WHAT IS NEEDED ▸ Please pull out every one of the rows below and reproduce each line word for word.

DATA SUPPLIED ▸
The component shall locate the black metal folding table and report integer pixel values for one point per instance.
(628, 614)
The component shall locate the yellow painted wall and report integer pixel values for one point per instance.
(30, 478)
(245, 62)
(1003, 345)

OUTPUT OF THE TASK ▸
The component shall locate the black metal folding table and report integer pixel values for one point per instance.
(628, 614)
The component shall locate the yellow painted wall and report integer pixel values for one point per instance.
(30, 478)
(245, 62)
(1003, 345)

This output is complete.